Lift up your hearts in the present moment, to hear the good news within the present moment.
A word of faith in pastoral voice toward a common hope.
A word of faith in a pastoral voice toward a common hope.
Hope has two handsome sons, Presence and Pressure. Both meet you in the Present Moment.
Hope has two handsome sons, Presence and Pressure. Both meet you in the Present Moment.
The presence of Love. The pressure to Love. The presence of Good. The pressure toward Good.
The presence of Love. The pressure to Love. The presence of Good. The pressure toward Good.
I need Thy presence every passing hour;
What but Thy grace can foil the tempter’s power?
Who, like Thyself, my guide and stay can be?
Through cloud and sunshine, Lord, abide with me.
The Present Moment.
Lift up your hearts in the present moment, to the hear the good news within the present moment.
Presence
‘In Thy Presence There is Fullness Of Joy.’ (Psalm 16).
In the Present, the present moment, come with me, to become open again, open to Presence. Around you, yes, racism and misogyny and sexism and xenophobia and rapacity and mendacity and perversity and predation. Yes. So, all the moreso, your being hungers for Presence. Presence, as our Psalm 16 acclaims this morning, the fullness of joy. Simchat’ my Rabbi and friend tells me. It means joy. Simchat Torah. Serve the Lord with Joy. Come with me, aside, just a moment.
Come with me, aside, just a moment, to recall one morning, an early morning early in August this year, wherein there was an experience of Presence.
The coffee was percolating in the cottage kitchen. Wait for it with me, why don’t you, and come sit down on the living room couch. Through the front open windows you might hear the lapping of the lake water against the shoreline, carried by a steady breeze out of the west, north west. Most of the time, there, the wind comes from the west, blowing Midwestern weather through us and on to Boston. The lap, lap, lap continued, somewhat in rhythm with and somewhat out of rhythm with, the music of Liszt by radio. The water and the waves are there all the time, background music to the day every day. We should carry some summer into winter. This day you could hear the surf, though surf is too much of a word for that little lake. Just the steady lap, lap, lap of the water on the shore.
■ ■ ■
Written instruction A: List each line of the records below that contains the string "pier", treating uppercase and lowercase as distinct.

Input records:
■ ■ ■
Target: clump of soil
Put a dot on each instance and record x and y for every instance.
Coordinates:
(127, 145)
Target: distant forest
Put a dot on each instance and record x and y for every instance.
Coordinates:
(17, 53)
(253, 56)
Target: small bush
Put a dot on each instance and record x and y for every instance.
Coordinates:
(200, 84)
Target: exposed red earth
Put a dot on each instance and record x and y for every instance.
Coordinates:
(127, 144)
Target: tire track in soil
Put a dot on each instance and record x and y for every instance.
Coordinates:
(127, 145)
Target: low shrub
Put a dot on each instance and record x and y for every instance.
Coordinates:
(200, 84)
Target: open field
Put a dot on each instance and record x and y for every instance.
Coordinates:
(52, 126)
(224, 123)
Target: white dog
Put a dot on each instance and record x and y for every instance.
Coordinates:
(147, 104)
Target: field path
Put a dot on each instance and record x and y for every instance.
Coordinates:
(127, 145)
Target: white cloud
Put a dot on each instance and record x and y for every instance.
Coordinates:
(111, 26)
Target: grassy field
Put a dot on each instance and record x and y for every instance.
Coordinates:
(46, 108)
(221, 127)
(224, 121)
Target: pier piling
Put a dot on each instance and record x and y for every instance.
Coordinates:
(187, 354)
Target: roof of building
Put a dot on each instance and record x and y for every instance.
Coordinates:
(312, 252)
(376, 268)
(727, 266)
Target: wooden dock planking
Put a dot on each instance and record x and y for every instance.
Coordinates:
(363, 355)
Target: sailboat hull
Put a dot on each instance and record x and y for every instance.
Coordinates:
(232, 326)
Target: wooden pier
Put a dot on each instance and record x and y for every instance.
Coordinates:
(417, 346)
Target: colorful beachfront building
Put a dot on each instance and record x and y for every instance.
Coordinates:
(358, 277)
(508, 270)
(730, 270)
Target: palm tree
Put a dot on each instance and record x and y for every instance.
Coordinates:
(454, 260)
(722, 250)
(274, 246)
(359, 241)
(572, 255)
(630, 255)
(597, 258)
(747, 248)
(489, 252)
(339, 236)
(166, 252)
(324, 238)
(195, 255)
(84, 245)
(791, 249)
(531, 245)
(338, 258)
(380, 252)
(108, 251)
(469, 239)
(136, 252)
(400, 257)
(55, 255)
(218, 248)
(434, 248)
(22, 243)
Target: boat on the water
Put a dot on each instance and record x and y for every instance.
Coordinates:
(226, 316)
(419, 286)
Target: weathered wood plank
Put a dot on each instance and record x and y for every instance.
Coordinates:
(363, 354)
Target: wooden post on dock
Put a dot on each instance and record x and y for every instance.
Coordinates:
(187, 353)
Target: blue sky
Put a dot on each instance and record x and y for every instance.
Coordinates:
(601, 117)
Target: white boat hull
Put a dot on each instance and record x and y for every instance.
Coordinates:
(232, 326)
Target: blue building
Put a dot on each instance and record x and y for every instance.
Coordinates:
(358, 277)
■ ■ ■
Written instruction B: Pick up the sermon on the present moment and carry it forward from its final sentence.

Final answer A:
Target: pier piling
Target: wooden pier

Final answer B:
The quiet (can you hear it?) was full. There was and is no sound, other than natural sound, most of the time, mid-week, in the mornings there. Little to no traffic on the road or on the water; little to no talk, on the road or on the water. The sound of the silence is the most pronounced audition of the day, in such contrast to our life really anywhere else. A gull now and then will sing out—our five year-old granddaughter has learned nearly exactly to mimic the gull song, ‘Gina’s’ song, she calls it, as she names all gulls Gina. The murmuring of the blessed classical music, soft but audible, rumbles, morning by morning.
You are, as I was, unusually, all alone. It can be discomfiting, especially for the extroverts among us, that lonely quiet. For some weeks, with two days excepted, we had the full joy of some assortment of grandchildren, as few as one, as many as seven, and their parents, as few as one as many as six, and friends, neighbors, visitors, in sixes and sevens, all. Jan though had gone away the day before, to see our daughter, to make a call on my elderly mother, to lunch with old friends, and to see her former work colleagues. So the company I kept for a day and night and a day was my own. It can be discomfiting, especially for the extroverts among us, that lonely quiet.
With the coffee susurrating, sit for moment, and feel the cool breeze through the windows, and hear, though not as a focused listening, the lap, lap, lap of the water on the shoreline. That morning you could feel and see faintly, a storm brewing out of the west, full clouds coming dark with rain, but still a distance off. I picked up the book I was reading, where it had been left the quiet night before, following a solitary dinner, prepared by, made by, and pre-cooked by Jan, warmed and consumed alone by me. The book is that of Paul Theroux, Deep South, his masterful journal and reflection on a year of travels due south of his home on Cape Cod. You may have known him from his earlier book, The Mosquito Coast, and from reviews of his other two dozen. This one had been casually left by my dear friend Jon Clinch, himself a world renowned writer, author of Finn, Kings of the Earth, and several other novels. ‘You might like this’ Jon said, following the fireworks of July 4.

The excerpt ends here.